Texto em estudo →
A esposa e o filho de Hofler costumam acompanhar as ações de Natal, quando possível. Andrisa garante que o marido fica sempre muito feliz depois dos eventos e que a iniciativa é uma de suas maiores realizações.
— É algo muito legal de acompanhar. Para quem vê de fora, às vezes, pode não ficar claro o real significado da coisa, mas acompanhando tu vê como essa boa ação faz diferença na vida das crianças que passam por uma dificuldade como essa — acrescenta o filho Pedro.
Apoio faz diferença no enfrentamento da doença
Hofler defende que o apoio e a estrutura que o ICI oferece aos pacientes faz muita diferença na luta contra a doença, destacando o atendimento humanizado das equipes. No entanto, garante que as ações de Natal não fazem bem somente para as crianças:
— A máxima aquela que a gente recebe muito mais do que dá, para mim, é muito verdadeira. É muito, muito gratificante o retorno e o carinho que se recebe. Eu sou só um dando carinho, mas recebo de dezenas e centenas de crianças. É até desproporcional a balança — brinca.
Para Hofler, o principal após as ações é sentir que as mães veem nele uma esperança, quando conta sua história. O gaúcho explica que faz questão de ressaltar que foi paciente e já esteve no mesmo lugar daquelas crianças, pois entende a angústia dos pais, que também são muito afetados pela doença.
Sarcoma de Ewing
De acordo com Lauro Gregianin, médico oncologista pediátrico do Instituto do Câncer Infantil e chefe do Serviço de Oncologia Pediátrica do HCPA, o sarcoma de Ewing é um tumor que atinge os ossos (em 70% dos casos) e as chamadas partes moles, como músculos, ligamentos e tendões (em 30% dos casos). A maior incidência desse tipo de câncer é em adolescentes entre 15 e 17 anos, e os locais mais comuns são nos ossos da bacia e das pernas.

Registros listados →
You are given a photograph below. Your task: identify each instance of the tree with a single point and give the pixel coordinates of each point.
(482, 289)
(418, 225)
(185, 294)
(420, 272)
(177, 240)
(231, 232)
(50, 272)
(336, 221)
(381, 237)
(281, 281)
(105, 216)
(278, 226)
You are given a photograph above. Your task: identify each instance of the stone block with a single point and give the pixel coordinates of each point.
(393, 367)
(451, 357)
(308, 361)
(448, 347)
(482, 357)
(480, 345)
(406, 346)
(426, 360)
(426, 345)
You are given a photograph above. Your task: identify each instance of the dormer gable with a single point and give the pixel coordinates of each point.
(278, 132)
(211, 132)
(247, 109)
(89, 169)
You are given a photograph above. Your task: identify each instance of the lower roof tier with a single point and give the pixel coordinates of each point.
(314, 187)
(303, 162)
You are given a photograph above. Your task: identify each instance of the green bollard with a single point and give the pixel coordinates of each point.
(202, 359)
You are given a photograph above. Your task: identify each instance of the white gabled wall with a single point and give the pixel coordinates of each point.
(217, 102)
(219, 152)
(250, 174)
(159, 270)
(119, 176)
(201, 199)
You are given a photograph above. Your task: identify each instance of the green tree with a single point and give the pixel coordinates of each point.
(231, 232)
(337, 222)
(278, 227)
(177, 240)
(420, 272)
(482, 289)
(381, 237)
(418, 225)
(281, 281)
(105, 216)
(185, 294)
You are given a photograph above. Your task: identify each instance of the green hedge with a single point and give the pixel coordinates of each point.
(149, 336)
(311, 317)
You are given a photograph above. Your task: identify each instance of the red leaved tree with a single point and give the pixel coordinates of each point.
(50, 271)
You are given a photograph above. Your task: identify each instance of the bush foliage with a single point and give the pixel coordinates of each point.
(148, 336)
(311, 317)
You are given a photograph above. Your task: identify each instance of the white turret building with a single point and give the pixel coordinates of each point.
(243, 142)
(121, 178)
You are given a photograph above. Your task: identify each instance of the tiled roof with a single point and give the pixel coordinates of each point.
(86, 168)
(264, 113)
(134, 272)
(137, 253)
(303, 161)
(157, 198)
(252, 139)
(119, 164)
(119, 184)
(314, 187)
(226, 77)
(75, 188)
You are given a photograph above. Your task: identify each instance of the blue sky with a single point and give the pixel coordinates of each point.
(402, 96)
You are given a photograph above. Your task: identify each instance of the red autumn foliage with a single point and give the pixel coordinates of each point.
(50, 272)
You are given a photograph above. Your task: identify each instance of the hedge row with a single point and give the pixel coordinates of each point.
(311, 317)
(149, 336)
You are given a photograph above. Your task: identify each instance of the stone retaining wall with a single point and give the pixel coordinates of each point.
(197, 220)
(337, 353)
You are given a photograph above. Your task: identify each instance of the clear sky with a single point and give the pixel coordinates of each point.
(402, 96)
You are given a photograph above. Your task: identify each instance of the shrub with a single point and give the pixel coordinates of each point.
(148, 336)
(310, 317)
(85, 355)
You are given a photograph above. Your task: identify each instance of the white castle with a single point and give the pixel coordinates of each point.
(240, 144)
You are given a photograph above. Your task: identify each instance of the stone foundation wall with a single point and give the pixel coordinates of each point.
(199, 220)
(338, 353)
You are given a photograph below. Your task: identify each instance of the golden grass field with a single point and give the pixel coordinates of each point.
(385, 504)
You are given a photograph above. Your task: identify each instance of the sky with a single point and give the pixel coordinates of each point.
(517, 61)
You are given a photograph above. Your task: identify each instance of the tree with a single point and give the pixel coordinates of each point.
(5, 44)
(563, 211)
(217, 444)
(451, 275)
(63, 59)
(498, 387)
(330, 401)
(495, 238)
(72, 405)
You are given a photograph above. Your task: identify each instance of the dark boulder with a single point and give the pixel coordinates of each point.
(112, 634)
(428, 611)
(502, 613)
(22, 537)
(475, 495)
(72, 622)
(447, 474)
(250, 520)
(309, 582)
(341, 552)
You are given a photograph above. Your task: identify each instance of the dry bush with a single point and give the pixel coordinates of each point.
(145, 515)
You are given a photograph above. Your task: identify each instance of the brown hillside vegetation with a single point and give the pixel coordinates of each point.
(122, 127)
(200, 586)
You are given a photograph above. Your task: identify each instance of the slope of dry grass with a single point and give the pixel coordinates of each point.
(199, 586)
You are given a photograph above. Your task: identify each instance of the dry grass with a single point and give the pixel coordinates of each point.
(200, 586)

Lista de atividades →
**a.** No texto sobre as ações de Natal de Hofler, reescreva em forma de lista o parágrafo que começa com "De acordo com Lauro Gregianin", preservando seus fatos principais.
**b.** Prolongue o texto sobre as ações de Natal de Hofler a partir do ponto em que ele termina.
Os registros são um material à parte, independente do texto.

Respostas das atividades →
**a.**
- Fonte: Lauro Gregianin, médico oncologista pediátrico do Instituto do Câncer Infantil e chefe do Serviço de Oncologia Pediátrica do HCPA.
- O sarcoma de Ewing é um tumor que atinge os ossos em 70% dos casos.
- Nos outros 30% dos casos, atinge as partes moles, como músculos, ligamentos e tendões.
- A maior incidência ocorre em adolescentes entre 15 e 17 anos.
- Os locais mais comuns são os ossos da bacia e das pernas.

**b.**
— Ele começa a crescer no osso e não apresenta nenhum sintoma quando é pequeno. Mas, na medida em que cresce, começa a destruir aquela parte do osso que está atingindo e a causar uma dor leve, que vai se acentuando ao longo das semanas. A tendência é piorar quando atinge uma dimensão maior — explica o especialista, que também é professor da Faculdade de Medicina da Universidade Federal do Rio Grande do Sul (UFRGS).
Pela falta de sintomas no estágio inicial, pode ser um tumor de difícil diagnóstico precoce. Gregianin afirma que um simples raio X é capaz de identificar esse tipo de câncer, mesmo que ainda esteja em uma dimensão pequena. O tratamento é feito com sessões de quimioterapia, cirurgia e, às vezes, radioterapia.
A expectativa, segundo o especialista, é que sejam diagnosticados cerca de 15 novos casos dessa doença por ano no Rio Grande do Sul, sendo um pouco mais frequente em meninos. Esse tumor representa em torno de 3% dos 9 mil casos de câncer infantil no Brasil por ano, o equivalente a cerca de 300 diagnósticos anuais.
— Quando não se pensa em tumor, ele vai crescendo e tomando uma dimensão que é incompatível com aquele membro. É como se ele abraçasse os nervos e vasos sanguíneos, daí o cirurgião não consegue mais separar o que é tumor e o que é membro. Nesses casos, se perde o membro — aponta Gregianin, dizendo que menos de 10% dos pacientes são amputados em função do sarcoma de Ewing.